#### Records to process ####

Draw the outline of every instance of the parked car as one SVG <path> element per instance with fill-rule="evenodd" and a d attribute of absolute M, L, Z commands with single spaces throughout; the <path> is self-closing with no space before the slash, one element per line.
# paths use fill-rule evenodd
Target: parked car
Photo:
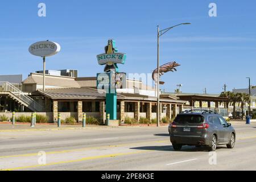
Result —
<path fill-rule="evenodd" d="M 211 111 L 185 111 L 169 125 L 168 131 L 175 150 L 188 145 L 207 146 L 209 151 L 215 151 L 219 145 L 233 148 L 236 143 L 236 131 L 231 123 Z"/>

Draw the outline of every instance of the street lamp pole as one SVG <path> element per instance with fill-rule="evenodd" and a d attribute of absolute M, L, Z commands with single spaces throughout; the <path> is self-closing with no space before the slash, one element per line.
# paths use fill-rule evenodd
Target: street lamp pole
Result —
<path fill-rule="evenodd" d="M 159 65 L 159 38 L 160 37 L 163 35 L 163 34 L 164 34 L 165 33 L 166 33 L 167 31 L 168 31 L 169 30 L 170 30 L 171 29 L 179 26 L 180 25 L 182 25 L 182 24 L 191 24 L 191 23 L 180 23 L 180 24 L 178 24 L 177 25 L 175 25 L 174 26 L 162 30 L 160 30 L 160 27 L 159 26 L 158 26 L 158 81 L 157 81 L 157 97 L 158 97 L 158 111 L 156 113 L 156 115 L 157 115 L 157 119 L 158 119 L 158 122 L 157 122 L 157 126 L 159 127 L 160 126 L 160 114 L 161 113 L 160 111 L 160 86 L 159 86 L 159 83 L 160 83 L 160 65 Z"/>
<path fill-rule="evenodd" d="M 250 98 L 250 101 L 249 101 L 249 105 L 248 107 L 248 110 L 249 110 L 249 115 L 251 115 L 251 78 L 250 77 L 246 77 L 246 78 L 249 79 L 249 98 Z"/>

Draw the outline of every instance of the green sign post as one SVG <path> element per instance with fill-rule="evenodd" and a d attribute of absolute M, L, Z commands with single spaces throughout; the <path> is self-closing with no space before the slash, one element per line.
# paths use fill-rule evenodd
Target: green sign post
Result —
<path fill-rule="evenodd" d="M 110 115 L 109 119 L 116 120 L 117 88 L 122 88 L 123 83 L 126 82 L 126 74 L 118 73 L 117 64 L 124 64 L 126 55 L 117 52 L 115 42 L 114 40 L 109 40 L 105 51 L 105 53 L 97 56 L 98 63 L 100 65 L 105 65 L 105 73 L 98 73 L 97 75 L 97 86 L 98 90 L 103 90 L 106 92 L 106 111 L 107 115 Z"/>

####
#### Records to process ####

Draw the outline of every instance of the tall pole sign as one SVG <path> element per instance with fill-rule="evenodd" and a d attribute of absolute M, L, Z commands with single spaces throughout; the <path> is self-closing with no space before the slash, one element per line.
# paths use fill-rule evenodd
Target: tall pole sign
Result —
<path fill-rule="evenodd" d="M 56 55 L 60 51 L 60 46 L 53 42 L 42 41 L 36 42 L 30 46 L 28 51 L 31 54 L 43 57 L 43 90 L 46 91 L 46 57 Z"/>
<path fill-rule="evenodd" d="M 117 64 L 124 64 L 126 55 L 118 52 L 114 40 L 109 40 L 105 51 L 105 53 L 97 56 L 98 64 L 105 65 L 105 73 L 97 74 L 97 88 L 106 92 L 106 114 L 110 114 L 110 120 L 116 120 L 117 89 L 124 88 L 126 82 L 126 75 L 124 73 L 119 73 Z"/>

####
#### Records to process ####

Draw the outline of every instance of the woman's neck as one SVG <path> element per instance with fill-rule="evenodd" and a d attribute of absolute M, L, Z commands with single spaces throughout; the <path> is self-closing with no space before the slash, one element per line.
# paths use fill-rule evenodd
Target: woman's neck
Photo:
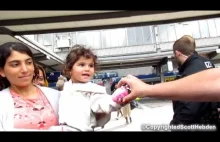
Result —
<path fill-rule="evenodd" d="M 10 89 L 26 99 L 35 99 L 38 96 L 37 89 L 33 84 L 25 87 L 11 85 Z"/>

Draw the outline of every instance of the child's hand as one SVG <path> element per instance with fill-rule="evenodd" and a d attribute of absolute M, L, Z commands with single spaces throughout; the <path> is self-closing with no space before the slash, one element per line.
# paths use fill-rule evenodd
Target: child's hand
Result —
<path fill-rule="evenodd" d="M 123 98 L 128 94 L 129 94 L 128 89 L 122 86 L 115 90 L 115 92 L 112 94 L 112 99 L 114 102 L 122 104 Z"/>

####

Exercise aim: Reproduce verbatim every line from the one containing "Draw the outline of every instance of the child's" down to the one containing "123 98 L 128", both ends included.

Finished task:
Draw the outline of every instance of the child's hand as one SVG <path> element per instance with fill-rule="evenodd" and a d attribute of absolute M, L, Z commands with single spaces throughout; the <path> is self-closing with no space before the slash, one element per line.
# paths use fill-rule evenodd
Target: child's hand
Result —
<path fill-rule="evenodd" d="M 123 98 L 128 94 L 129 94 L 128 89 L 122 86 L 115 90 L 115 92 L 112 94 L 112 99 L 114 102 L 122 104 Z"/>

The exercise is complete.